[Excerpts of labeled region data]
<<<<

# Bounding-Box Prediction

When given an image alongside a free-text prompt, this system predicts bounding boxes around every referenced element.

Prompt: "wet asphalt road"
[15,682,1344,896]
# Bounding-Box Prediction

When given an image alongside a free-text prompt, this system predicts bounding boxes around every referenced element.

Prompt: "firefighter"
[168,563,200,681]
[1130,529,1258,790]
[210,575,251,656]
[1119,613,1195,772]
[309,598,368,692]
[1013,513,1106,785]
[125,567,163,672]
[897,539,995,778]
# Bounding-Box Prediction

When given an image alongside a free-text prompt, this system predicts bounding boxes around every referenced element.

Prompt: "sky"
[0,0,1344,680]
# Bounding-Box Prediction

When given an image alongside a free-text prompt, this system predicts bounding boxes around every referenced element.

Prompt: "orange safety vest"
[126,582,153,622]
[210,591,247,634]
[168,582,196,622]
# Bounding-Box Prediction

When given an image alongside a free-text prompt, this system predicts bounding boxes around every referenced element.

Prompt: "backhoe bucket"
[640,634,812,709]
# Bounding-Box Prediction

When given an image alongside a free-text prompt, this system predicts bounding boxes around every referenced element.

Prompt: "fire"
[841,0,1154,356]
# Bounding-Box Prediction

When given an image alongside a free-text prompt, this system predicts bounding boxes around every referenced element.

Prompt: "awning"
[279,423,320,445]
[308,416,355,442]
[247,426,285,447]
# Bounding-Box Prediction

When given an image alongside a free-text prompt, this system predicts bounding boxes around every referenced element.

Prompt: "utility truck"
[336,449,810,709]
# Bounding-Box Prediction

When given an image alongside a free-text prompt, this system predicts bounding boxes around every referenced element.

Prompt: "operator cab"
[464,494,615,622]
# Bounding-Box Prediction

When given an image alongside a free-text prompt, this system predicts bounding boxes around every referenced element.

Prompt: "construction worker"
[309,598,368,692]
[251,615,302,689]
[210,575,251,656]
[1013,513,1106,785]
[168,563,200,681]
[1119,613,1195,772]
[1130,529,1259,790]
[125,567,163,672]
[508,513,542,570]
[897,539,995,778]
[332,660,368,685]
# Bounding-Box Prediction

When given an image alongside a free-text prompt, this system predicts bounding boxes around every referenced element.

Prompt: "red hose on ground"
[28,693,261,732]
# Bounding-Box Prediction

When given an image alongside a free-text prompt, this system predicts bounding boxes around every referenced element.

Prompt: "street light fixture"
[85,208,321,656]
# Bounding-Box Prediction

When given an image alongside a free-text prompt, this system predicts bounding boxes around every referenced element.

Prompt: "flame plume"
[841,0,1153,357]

>>>>

#### What to do
Reproduce all of the entries above line for line, changing nothing.

#### Response to the exercise
# Bounding-Box Prediction

When given an image alongside a free-text prompt, this system predicts bounding boxes around every referenced element.

Prompt: "wet asphalt road"
[15,682,1344,896]
# Bounding-Box Prediction

When given an image alongside a free-text prompt, this system predicts bounding boxes around every referenced element.

Prompt: "firefighter"
[168,563,200,681]
[1130,529,1258,790]
[210,575,251,656]
[1119,613,1195,772]
[309,598,368,692]
[1013,513,1106,785]
[125,567,163,672]
[897,539,995,778]
# Bounding-Box Prediction

When given an image alongside a free-text prompt, this system predicts bounding boxes around every referenced element.

Prompt: "sky"
[0,0,1344,680]
# Bounding-Box Prediction

When given an image alongside a free-text prompt, this system predicts bounding boxes around every referenced element.

Prompt: "orange safety vest"
[126,582,153,622]
[210,591,247,634]
[168,582,196,622]
# Bounding-Box Prediction

When given an image alongside a free-text prompt, this system predicts bounding boxes around every referenced element.

Prompt: "backhoe bucket"
[640,634,812,709]
# Bounding-Box Prediction

When given an image alongside a free-text prompt, this system predicts bounding boxes around every referenced element.

Prompt: "fire"
[841,0,1154,356]
# Bounding-Box Prediction

When given an image alongside a free-text prompt, this system predicts bounding boxes around every referenced element.

Prompt: "awning"
[279,423,320,445]
[308,416,355,442]
[247,426,285,447]
# Bounding-Box Prediction

When given an image alongside a free-text prompt, this system predicts bounding boxes around every referenced element.

Prompt: "utility truck"
[336,449,810,709]
# Bounding-Box Prediction

When given an image alongside a free-text prompt, this system predicts bounding boxes around every referenced element.

Prompt: "operator cab"
[464,494,615,622]
# Bounding-Box Prediction

When given an image alongside a free-text prompt, this system predicts bounding boxes around every referenced element.

Prompt: "construction worker"
[309,598,368,692]
[251,615,302,689]
[210,575,251,656]
[1013,513,1106,785]
[168,563,200,681]
[1119,613,1195,772]
[1130,529,1259,790]
[125,567,163,672]
[508,513,542,570]
[897,539,995,778]
[332,660,368,685]
# Bounding-Box Prediction

When given an image alongside a free-text prompt, this system predicts bounding boxes around every referenced element.

Prompt: "red hose on ground"
[28,693,261,732]
# Bounding-Box Prediction

When given an image alongside a free-text prompt, this system predicts bounding boxes around every referenced element.

Prompt: "street light fixture"
[85,208,321,656]
# Bounding-Box Prediction

When given an image alongside a free-text prompt, this system predicts bounding boxes around every referenced element.

Prompt: "flame plume"
[841,0,1153,357]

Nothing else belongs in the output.